▶ TEXT FOR ANALYSIS:
::::

Yet Another Study Shows That Metadata Reveals A Hell Of A Lot
from the where's-dianne-feinstein's-metadata? dept
With the NSA and its defenders still defending the bulk phone (and other) records collection programs as being about “just metadata,” we’ve already highlighted how metadata is incredibly revealing. Now there’s yet another study demonstrating this quite clearly. Jonathan Mayer and Patrick Mutchler, over at Stanford, did a study in which they convinced a bunch of people to run an app called MetaPhone, in which users agree to give up the metadata on their phone, voluntarily, for the sake of research. What these researchers found, of course, is that the metadata reveals an awful lot of details about one’s lives, often much more clearly than if the actual content had been collected. The researchers give a few examples where what someone is up to becomes quite obvious very, very quickly.
- Participant A communicated with multiple local neurology groups, a specialty pharmacy, a rare condition management service, and a hotline for a pharmaceutical used solely to treat relapsing multiple sclerosis.
- Participant B spoke at length with cardiologists at a major medical center, talked briefly with a medical laboratory, received calls from a pharmacy, and placed short calls to a home reporting hotline for a medical device used to monitor cardiac arrhythmia.
- Participant C made a number of calls to a firearm store that specializes in the AR semiautomatic rifle platform. They also spoke at length with customer service for a firearm manufacturer that produces an AR line.

::::

▶ RECORD EXTRACTS:
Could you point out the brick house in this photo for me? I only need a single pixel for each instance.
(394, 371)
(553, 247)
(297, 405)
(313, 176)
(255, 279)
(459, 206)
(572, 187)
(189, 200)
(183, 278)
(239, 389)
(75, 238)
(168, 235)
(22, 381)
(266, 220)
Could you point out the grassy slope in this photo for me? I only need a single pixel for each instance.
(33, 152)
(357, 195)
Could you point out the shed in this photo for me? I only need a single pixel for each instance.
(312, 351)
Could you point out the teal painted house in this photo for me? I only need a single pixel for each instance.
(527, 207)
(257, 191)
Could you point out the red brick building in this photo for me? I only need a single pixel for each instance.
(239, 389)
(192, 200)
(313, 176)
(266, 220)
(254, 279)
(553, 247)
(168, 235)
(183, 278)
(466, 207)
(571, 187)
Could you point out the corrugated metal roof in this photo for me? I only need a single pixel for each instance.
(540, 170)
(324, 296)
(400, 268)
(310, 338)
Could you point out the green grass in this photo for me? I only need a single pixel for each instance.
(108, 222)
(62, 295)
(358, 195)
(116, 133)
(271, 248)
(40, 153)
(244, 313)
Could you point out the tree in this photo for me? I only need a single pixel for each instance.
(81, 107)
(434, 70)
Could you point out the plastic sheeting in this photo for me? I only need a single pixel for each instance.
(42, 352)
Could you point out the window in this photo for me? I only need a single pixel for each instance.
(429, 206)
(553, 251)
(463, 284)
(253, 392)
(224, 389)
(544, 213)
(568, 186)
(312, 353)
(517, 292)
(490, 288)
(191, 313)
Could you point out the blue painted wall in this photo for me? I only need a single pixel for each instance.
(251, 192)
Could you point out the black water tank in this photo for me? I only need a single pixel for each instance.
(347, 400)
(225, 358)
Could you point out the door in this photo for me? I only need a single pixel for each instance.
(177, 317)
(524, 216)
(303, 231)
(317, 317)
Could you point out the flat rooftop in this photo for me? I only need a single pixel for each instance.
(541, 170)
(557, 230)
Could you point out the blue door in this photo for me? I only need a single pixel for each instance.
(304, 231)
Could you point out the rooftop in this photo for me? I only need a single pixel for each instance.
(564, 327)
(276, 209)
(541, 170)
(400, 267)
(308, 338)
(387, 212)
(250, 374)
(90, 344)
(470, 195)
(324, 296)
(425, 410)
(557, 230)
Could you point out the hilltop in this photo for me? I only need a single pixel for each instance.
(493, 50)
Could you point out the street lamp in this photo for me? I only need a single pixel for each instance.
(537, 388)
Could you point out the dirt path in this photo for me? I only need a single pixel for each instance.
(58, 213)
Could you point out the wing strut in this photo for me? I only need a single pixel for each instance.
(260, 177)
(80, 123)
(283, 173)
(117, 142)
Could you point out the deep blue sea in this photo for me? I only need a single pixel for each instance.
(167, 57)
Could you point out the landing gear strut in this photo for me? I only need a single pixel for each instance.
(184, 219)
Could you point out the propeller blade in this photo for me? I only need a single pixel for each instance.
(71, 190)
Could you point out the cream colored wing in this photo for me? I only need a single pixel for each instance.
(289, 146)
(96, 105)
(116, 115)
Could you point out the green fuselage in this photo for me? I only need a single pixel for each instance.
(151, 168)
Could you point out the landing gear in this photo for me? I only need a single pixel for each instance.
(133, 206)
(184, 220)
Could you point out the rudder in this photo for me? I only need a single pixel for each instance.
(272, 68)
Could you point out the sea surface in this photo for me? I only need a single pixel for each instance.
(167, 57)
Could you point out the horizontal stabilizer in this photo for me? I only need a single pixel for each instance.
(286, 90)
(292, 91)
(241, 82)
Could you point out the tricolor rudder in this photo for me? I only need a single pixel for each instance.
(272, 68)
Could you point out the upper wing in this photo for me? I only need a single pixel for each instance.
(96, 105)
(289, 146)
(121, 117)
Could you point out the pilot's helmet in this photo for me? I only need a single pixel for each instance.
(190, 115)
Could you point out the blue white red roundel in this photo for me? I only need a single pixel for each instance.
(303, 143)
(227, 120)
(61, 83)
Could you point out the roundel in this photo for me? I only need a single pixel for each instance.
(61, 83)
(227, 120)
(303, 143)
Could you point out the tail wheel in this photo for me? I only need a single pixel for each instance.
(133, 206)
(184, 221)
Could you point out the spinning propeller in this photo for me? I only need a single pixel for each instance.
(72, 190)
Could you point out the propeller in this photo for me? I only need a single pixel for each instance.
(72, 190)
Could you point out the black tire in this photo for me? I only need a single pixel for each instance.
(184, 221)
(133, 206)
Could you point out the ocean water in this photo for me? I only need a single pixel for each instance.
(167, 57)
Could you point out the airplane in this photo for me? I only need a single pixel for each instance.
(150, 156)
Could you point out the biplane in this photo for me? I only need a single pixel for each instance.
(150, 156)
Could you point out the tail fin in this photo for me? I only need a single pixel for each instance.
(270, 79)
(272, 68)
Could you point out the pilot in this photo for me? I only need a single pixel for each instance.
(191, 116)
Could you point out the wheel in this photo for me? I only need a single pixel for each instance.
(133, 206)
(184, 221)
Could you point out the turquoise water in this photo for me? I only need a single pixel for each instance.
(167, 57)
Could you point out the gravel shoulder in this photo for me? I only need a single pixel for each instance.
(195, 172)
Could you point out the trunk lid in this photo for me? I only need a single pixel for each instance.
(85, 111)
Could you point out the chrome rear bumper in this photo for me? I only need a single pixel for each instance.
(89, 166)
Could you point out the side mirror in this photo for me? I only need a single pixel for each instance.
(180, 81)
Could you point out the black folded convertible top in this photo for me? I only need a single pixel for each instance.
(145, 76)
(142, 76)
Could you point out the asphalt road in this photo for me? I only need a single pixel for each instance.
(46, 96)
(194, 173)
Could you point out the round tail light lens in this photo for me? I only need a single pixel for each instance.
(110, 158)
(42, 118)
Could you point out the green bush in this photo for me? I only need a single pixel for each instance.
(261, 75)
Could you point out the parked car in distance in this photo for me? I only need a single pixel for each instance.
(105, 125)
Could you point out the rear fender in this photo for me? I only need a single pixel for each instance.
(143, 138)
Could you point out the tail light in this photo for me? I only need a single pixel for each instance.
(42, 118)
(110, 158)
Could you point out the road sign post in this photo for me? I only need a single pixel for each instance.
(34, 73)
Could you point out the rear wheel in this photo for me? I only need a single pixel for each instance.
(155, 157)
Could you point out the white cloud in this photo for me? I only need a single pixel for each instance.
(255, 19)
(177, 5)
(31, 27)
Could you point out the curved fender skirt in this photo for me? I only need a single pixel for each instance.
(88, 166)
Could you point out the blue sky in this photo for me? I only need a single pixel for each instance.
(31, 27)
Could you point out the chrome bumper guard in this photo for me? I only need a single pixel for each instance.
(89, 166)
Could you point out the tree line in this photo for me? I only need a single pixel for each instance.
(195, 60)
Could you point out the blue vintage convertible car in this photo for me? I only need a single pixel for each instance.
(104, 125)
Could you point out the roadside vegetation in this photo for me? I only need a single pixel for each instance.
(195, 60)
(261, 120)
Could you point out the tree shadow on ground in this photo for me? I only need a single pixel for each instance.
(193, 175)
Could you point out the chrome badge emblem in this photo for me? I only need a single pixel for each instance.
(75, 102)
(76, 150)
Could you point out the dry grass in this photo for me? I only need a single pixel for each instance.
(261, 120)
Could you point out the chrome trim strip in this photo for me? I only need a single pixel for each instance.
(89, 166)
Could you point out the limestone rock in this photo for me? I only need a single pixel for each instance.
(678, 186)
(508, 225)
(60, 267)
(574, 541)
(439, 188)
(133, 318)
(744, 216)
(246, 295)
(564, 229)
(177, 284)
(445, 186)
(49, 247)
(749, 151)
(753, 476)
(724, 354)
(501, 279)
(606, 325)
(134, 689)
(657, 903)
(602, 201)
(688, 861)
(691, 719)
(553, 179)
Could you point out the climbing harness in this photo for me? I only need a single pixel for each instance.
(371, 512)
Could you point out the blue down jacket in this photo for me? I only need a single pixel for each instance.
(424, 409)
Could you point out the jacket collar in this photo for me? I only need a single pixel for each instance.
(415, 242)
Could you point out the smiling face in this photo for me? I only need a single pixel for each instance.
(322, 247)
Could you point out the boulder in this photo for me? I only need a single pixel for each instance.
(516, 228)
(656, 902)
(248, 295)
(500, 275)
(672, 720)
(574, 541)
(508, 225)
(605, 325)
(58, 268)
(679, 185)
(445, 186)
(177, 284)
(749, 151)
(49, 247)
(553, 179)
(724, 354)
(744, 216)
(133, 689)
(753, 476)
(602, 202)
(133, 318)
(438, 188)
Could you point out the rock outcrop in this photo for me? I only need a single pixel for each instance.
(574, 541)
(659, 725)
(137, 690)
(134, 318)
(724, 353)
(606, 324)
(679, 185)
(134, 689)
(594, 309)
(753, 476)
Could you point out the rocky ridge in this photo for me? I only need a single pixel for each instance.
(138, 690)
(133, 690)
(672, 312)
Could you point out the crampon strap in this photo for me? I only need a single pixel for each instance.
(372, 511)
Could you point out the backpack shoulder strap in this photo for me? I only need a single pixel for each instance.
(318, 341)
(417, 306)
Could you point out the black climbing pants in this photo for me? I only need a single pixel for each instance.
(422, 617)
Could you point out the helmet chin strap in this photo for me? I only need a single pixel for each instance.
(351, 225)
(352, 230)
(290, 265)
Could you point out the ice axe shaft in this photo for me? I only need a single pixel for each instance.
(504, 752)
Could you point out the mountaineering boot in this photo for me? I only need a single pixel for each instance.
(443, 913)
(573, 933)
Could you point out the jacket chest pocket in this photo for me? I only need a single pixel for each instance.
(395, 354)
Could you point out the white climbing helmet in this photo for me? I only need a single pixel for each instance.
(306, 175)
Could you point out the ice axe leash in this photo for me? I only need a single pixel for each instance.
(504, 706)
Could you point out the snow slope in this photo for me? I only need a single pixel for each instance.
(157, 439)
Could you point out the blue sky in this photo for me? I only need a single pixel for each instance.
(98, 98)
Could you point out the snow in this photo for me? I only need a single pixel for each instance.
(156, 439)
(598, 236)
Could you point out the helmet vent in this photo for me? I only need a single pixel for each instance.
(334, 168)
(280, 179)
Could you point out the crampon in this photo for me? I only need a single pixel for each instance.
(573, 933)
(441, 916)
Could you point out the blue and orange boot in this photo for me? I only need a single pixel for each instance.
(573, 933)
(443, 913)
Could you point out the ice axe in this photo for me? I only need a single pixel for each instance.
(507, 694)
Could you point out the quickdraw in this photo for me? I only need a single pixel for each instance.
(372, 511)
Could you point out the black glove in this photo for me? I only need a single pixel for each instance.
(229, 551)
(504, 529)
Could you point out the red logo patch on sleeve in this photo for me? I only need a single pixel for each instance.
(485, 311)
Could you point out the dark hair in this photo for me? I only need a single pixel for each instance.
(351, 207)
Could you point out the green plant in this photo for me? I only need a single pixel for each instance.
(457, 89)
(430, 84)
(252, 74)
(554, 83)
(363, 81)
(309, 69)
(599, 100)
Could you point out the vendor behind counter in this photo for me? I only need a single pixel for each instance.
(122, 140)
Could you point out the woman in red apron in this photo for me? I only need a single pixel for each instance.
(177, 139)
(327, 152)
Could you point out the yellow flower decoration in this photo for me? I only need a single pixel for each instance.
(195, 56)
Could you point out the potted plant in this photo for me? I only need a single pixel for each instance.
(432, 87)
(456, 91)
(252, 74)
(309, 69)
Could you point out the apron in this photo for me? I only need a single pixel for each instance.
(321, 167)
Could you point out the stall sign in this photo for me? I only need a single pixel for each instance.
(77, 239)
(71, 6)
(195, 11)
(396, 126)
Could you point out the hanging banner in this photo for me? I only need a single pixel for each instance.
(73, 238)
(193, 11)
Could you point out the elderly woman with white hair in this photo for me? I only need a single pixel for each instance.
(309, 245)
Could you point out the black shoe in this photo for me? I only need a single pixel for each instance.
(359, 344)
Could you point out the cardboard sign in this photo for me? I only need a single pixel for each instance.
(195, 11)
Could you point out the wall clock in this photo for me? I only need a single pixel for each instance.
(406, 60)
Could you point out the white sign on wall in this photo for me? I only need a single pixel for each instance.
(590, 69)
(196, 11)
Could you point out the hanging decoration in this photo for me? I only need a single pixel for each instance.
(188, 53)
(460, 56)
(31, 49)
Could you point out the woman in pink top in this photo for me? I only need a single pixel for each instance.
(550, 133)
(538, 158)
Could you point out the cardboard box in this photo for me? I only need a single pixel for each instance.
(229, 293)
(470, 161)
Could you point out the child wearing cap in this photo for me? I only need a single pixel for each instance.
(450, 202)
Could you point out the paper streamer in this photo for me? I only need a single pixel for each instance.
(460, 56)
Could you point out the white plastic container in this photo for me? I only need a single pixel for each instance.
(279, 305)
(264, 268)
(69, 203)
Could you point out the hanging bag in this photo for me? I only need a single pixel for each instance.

::::

▶ REQUIRED WORK:
1: For the article about phone metadata, decide whether each statement agrees with it: (a) the researchers who ran the study were at Stanford; (b) participants were required to hand over their phone metadata; (c) Participant C spoke at length with customer service for a firearm manufacturer. Answer yes or no for each, and quote the words of the article that decide it.
2: List every party that the article about phone metadata says Participant A communicated with.
3: Print the part of the article about phone metadata between "- Participant C" and "an AR line.", inclusive.
The records were taken from a different source than the article about phone metadata.

▶ RESPONSES TO THE TASKS:
1:
(a) Yes: "Jonathan Mayer and Patrick Mutchler, over at Stanford"
(b) No: "users agree to give up the metadata on their phone, voluntarily, for the sake of research"
(c) Yes: "They also spoke at length with customer service for a firearm manufacturer that produces an AR line."

2:
- multiple local neurology groups
- a specialty pharmacy
- a rare condition management service
- a hotline for a pharmaceutical used solely to treat relapsing multiple sclerosis

3:
- Participant C made a number of calls to a firearm store that specializes in the AR semiautomatic rifle platform. They also spoke at length with customer service for a firearm manufacturer that produces an AR line.